--- Provided text ---
CIVIL PENALTY ASSESSMENTS


 CITATION NO.                DATE            30 C.F.R.§                 PROPOSED                         

 ASSESSMENT

6666935                               9/7/07             1900(a)                       $550.00

 

            I have found that the violation occurred, that it was due to Mach’s ordinary negligence, and that it was not serious. Given these findings and the other civil penalty discussed above, I conclude a civil penalty of $250.00 is appropriate.


            CITATION NO.       DATE            30 C.F.R.§             PROPOSED

 ASSESSMENT

                6666936                 9/7/07             1914(a)                       $550.00


            I have found that the violation occurred, that is was due to Mach’s ordinary negligence and that it was not serious.. Given these findings and the other civil penalty discussed above, I conclude a civil penalty of $250.00 is appropriate.


ORDER


            Within 40 days of the date of this decision, Mach IS ORDERED to pay a total civil penalty of $500.00 for the violations found above. Also, within the same 40 days, the Secretary IS ORDERED to modify the inspector’s negligence findings in the citations from “high” to “moderate.” Upon payment of the total civil penalty and modification of the citations, this proceeding IS DISMISSED.
---
Exercise 1: Rewrite the paragraph of the civil penalty decision that begins "Within 40 days of the date of this decision" as a short list that keeps its main facts.
Exercise 2: Pick up the civil penalty decision after its last sentence and carry it forward.
--- Supplied information ---
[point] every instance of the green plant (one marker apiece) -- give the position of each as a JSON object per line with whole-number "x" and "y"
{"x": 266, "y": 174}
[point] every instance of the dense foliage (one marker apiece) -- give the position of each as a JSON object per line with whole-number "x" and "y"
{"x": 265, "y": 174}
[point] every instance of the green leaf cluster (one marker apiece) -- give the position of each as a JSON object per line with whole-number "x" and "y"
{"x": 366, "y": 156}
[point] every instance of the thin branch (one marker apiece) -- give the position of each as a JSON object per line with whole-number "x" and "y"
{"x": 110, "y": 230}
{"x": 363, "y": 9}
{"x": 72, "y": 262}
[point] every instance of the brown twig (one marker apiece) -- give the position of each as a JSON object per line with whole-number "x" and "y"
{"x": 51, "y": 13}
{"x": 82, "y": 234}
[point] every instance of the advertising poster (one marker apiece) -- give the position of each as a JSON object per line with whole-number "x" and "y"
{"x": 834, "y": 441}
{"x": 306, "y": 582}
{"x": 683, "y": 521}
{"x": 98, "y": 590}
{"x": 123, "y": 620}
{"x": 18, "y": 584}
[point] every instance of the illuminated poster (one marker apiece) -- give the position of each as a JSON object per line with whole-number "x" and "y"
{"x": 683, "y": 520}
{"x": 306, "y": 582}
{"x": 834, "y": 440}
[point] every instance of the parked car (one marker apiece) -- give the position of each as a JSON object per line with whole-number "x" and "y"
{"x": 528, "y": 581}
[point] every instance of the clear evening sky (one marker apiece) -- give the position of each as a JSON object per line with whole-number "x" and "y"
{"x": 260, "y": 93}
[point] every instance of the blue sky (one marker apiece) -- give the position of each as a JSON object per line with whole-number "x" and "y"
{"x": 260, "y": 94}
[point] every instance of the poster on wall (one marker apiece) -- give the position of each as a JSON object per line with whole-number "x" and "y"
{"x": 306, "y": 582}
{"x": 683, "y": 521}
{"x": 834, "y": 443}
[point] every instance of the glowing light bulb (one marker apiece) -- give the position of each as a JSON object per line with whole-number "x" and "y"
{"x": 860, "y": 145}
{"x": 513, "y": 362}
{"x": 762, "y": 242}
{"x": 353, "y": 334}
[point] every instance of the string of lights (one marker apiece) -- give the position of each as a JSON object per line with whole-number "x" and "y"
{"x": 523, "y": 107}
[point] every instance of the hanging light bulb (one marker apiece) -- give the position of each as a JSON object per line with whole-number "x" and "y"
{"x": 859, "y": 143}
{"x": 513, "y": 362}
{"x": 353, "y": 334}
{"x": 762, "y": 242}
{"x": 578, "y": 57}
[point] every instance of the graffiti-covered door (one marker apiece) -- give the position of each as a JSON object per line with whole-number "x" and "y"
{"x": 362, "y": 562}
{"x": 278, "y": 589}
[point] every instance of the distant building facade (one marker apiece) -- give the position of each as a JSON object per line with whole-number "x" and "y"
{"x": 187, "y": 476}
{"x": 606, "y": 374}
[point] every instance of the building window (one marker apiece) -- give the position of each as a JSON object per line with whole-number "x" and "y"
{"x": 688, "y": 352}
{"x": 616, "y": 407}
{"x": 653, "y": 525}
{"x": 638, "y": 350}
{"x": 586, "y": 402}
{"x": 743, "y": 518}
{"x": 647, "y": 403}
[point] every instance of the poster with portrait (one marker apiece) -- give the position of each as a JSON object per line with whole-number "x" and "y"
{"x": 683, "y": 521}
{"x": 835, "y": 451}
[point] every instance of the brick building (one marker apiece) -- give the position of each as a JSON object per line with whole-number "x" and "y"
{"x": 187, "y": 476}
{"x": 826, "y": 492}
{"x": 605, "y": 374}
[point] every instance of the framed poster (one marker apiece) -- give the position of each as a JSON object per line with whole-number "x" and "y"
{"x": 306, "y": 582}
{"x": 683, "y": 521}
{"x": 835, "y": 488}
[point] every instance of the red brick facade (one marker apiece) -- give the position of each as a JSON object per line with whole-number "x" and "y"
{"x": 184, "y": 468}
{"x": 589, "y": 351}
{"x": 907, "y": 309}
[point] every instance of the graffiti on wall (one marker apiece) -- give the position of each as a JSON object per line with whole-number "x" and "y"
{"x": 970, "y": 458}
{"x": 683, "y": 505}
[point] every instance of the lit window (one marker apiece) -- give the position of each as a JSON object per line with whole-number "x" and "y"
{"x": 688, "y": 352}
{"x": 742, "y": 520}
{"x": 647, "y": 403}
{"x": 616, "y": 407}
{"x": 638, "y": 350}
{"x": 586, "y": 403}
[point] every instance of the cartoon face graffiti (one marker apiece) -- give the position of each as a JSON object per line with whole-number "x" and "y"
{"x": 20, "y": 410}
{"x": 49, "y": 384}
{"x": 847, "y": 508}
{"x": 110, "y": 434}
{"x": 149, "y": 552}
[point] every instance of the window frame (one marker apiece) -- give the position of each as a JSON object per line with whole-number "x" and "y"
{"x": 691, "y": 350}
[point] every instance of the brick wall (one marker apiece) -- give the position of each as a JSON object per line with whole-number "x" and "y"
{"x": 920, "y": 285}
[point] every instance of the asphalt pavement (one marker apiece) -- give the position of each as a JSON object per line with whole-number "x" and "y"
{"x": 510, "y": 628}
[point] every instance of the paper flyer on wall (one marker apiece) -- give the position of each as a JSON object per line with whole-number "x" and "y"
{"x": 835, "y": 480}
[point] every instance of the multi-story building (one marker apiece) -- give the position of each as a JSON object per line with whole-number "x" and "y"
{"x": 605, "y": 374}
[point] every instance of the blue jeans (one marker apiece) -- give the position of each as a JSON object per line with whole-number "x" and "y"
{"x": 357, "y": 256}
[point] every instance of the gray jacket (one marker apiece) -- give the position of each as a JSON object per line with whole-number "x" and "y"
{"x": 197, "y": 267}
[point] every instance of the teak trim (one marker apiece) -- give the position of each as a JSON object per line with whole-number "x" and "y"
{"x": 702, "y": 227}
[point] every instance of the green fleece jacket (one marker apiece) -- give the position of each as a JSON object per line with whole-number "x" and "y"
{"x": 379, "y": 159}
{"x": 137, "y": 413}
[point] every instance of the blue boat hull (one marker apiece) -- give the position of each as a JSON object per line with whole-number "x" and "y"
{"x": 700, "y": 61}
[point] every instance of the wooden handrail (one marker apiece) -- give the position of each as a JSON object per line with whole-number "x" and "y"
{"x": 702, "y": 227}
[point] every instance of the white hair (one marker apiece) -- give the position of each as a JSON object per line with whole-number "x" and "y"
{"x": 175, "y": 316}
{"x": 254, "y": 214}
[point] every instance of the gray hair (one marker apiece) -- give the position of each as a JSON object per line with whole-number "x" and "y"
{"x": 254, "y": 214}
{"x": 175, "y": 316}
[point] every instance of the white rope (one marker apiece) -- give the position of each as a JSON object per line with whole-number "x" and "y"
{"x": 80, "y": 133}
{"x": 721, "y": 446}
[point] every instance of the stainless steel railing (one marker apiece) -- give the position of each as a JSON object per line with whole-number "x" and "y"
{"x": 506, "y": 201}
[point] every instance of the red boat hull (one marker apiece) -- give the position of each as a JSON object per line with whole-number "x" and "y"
---
Exercise result 1:
- Within 40 days of the decision, Mach must pay a total civil penalty of $500.00 for the violations found.
- Within the same 40 days, the Secretary must change the inspector's negligence findings in the citations from "high" to "moderate."
- Once the penalty is paid and the citations are modified, the proceeding is dismissed.

Exercise result 2:
                                                                                                                                   David F. Barbour

                                                                                                                                   Administrative Law Judge

                                                                                                                                   (202) 434-9980


Distribution: (Certified Mail)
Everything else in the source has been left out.